-- MATERIAL TO PROCESS follows --
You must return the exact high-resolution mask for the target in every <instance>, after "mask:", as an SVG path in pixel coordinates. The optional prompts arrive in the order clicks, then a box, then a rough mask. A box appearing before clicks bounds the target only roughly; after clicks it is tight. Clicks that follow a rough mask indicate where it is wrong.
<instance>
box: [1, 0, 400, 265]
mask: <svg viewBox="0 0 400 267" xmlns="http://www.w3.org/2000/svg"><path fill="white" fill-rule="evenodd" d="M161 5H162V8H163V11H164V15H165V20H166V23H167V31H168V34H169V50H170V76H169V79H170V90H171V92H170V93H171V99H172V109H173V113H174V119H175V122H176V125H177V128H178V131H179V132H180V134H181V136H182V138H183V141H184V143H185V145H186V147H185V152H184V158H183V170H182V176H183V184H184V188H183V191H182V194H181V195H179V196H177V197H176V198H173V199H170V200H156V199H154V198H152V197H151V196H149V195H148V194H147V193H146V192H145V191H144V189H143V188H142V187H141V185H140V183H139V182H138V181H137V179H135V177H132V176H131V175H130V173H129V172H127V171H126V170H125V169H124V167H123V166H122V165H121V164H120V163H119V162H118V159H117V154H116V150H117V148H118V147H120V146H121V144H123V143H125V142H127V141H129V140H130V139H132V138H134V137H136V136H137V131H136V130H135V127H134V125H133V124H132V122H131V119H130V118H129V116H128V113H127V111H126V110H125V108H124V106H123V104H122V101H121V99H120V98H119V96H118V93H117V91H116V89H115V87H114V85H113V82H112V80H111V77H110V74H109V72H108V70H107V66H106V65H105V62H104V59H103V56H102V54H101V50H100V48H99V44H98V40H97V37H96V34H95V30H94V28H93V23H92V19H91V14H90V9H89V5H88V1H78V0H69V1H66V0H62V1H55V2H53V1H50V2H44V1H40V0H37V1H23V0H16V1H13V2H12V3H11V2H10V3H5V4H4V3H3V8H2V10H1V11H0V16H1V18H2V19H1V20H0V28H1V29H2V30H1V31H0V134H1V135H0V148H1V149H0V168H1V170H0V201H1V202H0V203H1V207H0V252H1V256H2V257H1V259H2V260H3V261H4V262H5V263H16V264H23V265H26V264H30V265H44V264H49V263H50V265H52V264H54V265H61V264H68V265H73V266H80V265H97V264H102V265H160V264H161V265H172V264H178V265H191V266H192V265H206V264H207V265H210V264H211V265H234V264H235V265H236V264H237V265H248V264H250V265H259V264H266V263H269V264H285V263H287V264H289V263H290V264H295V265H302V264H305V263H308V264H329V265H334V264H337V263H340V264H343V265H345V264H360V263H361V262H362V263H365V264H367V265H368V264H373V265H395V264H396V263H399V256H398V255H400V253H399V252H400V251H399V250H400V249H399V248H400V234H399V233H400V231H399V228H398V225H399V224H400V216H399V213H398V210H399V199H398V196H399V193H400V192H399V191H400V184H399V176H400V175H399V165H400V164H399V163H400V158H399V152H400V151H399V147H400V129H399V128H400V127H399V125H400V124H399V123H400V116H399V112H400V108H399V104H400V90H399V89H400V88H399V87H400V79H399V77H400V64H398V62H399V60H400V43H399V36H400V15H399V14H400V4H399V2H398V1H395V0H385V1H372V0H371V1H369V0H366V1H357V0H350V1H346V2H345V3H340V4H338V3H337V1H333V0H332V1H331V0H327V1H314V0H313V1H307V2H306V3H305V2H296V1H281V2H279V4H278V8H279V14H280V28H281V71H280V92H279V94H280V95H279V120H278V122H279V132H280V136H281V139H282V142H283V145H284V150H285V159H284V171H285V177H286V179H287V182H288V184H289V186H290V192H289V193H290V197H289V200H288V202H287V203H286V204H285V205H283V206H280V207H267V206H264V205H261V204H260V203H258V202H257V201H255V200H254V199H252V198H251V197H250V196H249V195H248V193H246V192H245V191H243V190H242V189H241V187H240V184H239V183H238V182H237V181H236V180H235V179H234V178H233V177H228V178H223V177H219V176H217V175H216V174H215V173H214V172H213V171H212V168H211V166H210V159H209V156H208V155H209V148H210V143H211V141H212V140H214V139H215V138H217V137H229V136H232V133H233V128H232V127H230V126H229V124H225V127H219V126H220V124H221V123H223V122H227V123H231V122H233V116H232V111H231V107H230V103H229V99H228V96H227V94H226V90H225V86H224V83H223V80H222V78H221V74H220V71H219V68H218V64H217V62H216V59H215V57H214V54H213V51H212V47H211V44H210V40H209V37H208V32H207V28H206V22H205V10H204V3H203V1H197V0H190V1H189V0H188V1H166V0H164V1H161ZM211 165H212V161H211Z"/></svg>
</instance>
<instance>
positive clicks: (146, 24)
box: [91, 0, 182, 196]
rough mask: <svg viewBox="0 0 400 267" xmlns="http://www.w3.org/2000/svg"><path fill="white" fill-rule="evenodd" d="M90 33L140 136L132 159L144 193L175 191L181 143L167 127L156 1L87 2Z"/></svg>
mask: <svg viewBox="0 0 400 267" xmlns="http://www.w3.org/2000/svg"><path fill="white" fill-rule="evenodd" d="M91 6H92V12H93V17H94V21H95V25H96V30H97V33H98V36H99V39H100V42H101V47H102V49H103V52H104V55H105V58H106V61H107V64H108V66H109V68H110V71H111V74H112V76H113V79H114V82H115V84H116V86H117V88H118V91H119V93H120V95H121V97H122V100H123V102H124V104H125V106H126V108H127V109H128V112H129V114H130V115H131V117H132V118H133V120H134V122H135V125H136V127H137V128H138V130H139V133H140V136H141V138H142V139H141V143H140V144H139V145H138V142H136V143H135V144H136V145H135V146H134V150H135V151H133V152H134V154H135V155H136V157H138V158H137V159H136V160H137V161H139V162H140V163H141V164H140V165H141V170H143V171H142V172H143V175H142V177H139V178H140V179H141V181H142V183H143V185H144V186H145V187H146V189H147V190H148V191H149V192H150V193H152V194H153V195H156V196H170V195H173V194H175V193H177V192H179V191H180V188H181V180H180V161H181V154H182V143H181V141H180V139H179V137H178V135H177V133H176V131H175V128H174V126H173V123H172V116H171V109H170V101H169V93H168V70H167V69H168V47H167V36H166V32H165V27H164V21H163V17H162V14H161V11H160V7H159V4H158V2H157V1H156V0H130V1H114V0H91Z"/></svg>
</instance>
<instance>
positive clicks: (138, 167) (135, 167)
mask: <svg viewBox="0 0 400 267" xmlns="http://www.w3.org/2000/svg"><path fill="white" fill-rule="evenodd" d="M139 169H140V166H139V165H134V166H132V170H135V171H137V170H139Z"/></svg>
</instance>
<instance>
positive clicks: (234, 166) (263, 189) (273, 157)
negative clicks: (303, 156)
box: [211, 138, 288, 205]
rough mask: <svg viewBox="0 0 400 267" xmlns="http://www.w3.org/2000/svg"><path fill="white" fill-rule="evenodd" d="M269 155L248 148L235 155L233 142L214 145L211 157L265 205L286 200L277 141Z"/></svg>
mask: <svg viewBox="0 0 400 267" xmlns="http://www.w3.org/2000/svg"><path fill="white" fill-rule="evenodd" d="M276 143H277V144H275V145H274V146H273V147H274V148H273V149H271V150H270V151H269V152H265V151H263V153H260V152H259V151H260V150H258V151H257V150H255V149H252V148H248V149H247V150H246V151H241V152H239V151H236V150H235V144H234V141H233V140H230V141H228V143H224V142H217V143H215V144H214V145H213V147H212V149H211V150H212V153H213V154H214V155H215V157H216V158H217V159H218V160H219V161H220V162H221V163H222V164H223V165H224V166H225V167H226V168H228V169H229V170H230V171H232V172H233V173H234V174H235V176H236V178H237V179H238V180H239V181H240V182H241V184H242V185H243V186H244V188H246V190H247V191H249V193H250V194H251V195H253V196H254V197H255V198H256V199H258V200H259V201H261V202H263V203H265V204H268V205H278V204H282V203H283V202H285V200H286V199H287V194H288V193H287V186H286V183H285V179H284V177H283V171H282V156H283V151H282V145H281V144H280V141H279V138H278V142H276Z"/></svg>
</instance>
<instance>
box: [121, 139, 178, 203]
-- MATERIAL TO PROCESS concluded --
Out of the data above, give again only the lines starting at the one holding "positive clicks: (138, 167) (135, 167)" and ending at the one holding "positive clicks: (234, 166)", unchanged.

positive clicks: (138, 167) (135, 167)
mask: <svg viewBox="0 0 400 267" xmlns="http://www.w3.org/2000/svg"><path fill="white" fill-rule="evenodd" d="M139 169H140V166H139V165H134V166H132V170H135V171H137V170H139Z"/></svg>
</instance>
<instance>
positive clicks: (234, 166) (263, 189) (273, 157)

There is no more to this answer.